#### What is being asked
Return the lines starting at the beginning of the records and ending at the line containing "box: [393, 200, 430, 263]", including both ends, and leave the pictures out of your answer.

#### Source information
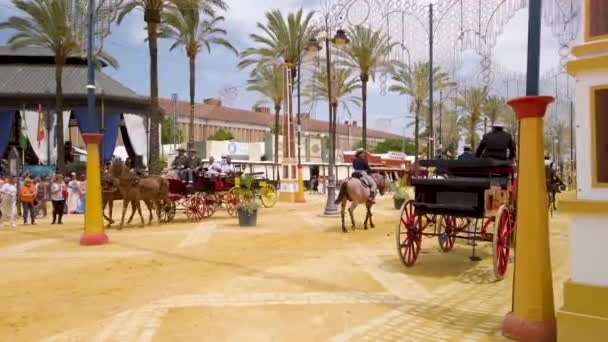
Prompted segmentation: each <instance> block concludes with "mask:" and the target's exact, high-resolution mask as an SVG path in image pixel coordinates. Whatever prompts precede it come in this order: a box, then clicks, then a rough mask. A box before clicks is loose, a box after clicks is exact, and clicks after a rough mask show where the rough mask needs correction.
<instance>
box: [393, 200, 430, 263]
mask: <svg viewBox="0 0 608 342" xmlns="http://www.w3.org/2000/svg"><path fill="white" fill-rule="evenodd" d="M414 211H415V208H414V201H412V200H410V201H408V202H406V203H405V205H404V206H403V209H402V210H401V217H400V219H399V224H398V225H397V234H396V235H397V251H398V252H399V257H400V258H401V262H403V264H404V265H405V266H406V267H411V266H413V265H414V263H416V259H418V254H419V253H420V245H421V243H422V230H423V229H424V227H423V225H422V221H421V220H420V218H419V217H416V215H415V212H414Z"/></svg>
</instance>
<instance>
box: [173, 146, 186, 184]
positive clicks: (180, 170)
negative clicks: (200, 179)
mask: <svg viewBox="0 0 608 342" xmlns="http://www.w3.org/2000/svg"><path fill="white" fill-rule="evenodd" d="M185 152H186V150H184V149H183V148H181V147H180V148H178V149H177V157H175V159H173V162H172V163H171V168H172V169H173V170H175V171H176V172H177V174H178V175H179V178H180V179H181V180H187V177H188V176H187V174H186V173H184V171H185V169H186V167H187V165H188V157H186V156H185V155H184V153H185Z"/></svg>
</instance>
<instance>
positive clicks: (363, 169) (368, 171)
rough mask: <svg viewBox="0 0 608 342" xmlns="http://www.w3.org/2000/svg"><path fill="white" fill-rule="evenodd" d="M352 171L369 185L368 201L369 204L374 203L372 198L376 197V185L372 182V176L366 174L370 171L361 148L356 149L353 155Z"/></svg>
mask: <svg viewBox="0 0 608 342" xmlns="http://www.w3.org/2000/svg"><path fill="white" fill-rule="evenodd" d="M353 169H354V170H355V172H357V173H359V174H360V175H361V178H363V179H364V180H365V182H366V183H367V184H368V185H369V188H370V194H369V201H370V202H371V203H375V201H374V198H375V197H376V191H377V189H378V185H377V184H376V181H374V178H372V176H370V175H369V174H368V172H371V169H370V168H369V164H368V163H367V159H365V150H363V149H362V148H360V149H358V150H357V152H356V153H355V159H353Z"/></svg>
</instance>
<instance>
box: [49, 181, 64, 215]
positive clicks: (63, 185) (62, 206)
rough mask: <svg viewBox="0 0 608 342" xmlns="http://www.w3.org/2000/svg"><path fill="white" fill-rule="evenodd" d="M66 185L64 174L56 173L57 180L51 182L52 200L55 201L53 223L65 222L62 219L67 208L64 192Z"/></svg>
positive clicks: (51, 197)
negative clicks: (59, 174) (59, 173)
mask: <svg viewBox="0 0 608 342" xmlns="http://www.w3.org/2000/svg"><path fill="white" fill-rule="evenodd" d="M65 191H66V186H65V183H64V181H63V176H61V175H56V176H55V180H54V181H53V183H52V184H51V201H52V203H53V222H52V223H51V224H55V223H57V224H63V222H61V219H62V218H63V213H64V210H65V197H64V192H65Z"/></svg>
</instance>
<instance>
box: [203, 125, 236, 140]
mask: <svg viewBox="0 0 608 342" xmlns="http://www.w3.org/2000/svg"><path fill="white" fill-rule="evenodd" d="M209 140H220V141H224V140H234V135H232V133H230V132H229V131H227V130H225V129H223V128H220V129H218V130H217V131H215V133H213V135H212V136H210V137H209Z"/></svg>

#### Solution to this exercise
Prompted segmentation: each <instance> block concludes with "mask:" and the target's exact, high-resolution mask as an SVG path in image pixel coordinates. Whatever prompts precede it come in this order: a box, then clicks, then a rough mask. A box before clicks is loose, a box after clicks is exact, and clicks after a rough mask show where the rough mask needs correction.
<instance>
box: [393, 200, 430, 263]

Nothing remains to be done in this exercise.